▶ Listed records
******************************
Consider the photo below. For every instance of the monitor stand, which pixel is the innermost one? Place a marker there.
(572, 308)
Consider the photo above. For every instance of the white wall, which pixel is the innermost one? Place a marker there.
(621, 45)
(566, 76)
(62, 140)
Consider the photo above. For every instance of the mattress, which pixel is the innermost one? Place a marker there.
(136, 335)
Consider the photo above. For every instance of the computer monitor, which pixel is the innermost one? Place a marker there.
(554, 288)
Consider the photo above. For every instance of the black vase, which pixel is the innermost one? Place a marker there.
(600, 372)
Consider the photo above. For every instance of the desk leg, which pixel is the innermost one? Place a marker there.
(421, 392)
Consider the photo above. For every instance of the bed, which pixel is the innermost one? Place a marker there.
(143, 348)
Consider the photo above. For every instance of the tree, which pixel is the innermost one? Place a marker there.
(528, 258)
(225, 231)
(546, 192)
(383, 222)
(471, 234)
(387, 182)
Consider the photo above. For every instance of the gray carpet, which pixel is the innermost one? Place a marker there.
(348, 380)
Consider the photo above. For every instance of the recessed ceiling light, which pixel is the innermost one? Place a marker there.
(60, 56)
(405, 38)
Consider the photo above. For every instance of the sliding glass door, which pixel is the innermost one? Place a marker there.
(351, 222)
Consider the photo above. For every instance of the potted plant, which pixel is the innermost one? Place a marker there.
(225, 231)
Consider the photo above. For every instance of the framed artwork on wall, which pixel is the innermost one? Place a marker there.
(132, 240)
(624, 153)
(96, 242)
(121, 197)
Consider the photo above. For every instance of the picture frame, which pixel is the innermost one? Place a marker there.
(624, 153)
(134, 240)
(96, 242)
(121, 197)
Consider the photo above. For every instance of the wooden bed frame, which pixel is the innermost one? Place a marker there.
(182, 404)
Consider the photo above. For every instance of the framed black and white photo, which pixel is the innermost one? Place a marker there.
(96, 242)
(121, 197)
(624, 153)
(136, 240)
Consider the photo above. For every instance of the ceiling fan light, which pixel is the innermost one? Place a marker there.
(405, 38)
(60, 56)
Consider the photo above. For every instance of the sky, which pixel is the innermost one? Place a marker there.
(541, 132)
******************************
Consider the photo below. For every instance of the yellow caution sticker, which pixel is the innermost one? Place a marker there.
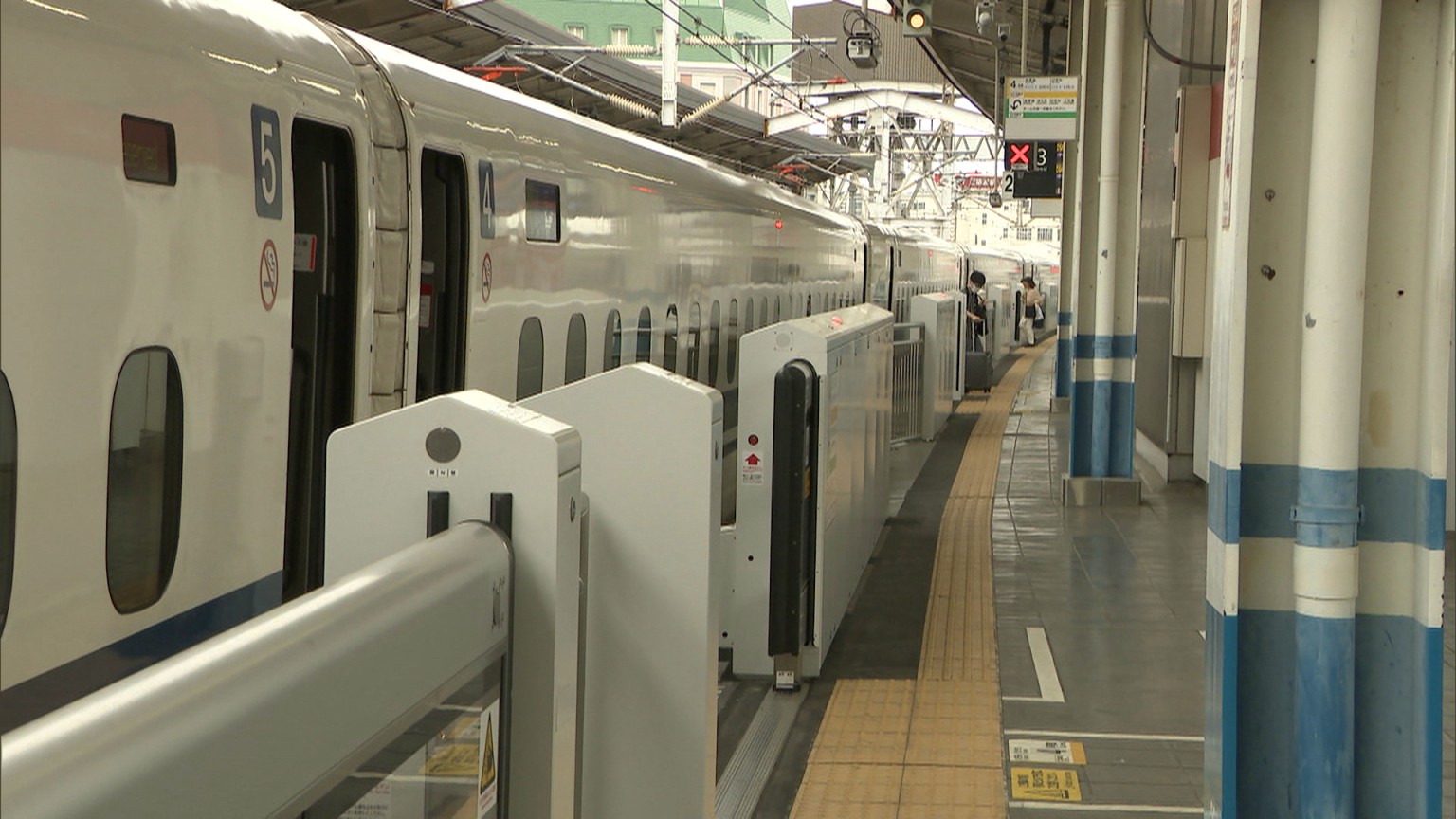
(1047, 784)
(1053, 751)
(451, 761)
******************************
Can you pull out every line above that contains the word "wall"?

Consider the photo above. For every instance of the white wall, which pixel is the innermost one? Place a marker there.
Consider the photo above. For every instance of the framed artwork on wall, which pixel is the innermost one? Place a marker there.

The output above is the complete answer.